**ARTICLE**
● ● ●

Jolies Mary – Gwendolyn Kiste

En avril 2022 soit il y a presque un an paraissait aux éditions du Chat Noir Jolies Mary, une novella écrite par Gwendolyn Kiste qui est également l’autrice d’autres textes dont deux ont été traduits dans cette maison d’édition : Filles de Rouille et Plumes et Ciguë. On la retrouve aussi au sein de l’anthologie 9 où elle signait ma nouvelle préférée.

Ce n’est donc pas la première fois que je lis cette autrice et je commence à relever un certain schéma dont nous reparlerons plus loin. Mais qu’en est-il de Jolies Mary ?

Et bien c’est une histoire de fantômes et plus précisément, de Maries (au pluriel !). Elles sont cinq, cinq Mary issues du folklore américain, mortes et conscientes, obligées de se nourrir de la terreur des humains pour survivre.

● ● ●

**LISTE DES DONNÉES**
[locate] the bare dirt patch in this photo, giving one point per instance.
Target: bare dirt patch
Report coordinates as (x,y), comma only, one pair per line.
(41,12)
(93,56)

● ● ●

**CONSIGNE DE TRAVAIL**
Rédigez la suite de l'article consacré à la novella Jolies Mary, en reprenant juste après sa dernière phrase.

**RÉPONSE RÉDIGÉE**
La narratrice de cette histoire est Resurrection Mary, surnommée Rhee, une jeune femme qui aurait été percutée par une voiture alors qu’elle revenait d’un bal, dans les années 20. Notre narratrice n’a aucun souvenir de tout cela, on la rencontre alors qu’elle se nourrit de gens sur « sa » portion de route et, petit à petit, on découvre sa vie, le bien vivant David dont elle est amoureuse depuis des années, le manoir où elle est enfermée avec ses quatre sœurs de cœur, le passage du temps aléatoire… Ainsi que la situation problématique dans laquelle se trouvent les fantômes puisque trois d’entre elles semblent être oubliées des humains et avoir de plus en plus de mal à être vues et donc à se nourrir. Pour ne rien arranger, une voix masculine menaçante semble vouloir s’emparer des Mary…

Comme c’était déjà le cas dans ses deux autres romans, Gwendolyn Kiste met en scène un groupe de femmes malmené par un ou plusieurs hommes (ou une société patriarcale) et qui devront s’unir pour parvenir à s’en sortir, à lutter. Quand on a déjà lu l’autrice, le schéma narratif ne recèle aucune surprise mais n’en reste pas moins efficace. Les pages se tournent toutes seules et je la préfère décidément au format court.

L’autre intérêt de cette novella étant de faire découvrir des légendes méconnues du grand public. Je n’avais jamais entendu parler de Mistress Mary et de son jardin vénéneux, de Mary Mack condamnée à fabriquer son propre cercueil pour l’éternité ou encore Mari Lwyd qui est une légende galloise autour d’un crâne de jument… La fin de l’ouvrage contient d’ailleurs les chansons / comptines dont sont inspirées les Mary et j’ai trouvé l’idée intéressante.

La conclusion de l’ombre :
Si vous aimez les histoires de fantôme et les légendes urbaines, alors il est probable que vous passerez un chouette moment avec Jolies Mary. Cette novella embarque son lecteur au sein d’une sororité de fantômes qui vont se battre pour survivre et briser un cycle où la mort n’est pas une fin en soi. J’ai été touchée par les tourments de Rhee et apprécié découvrir ce texte recommandable.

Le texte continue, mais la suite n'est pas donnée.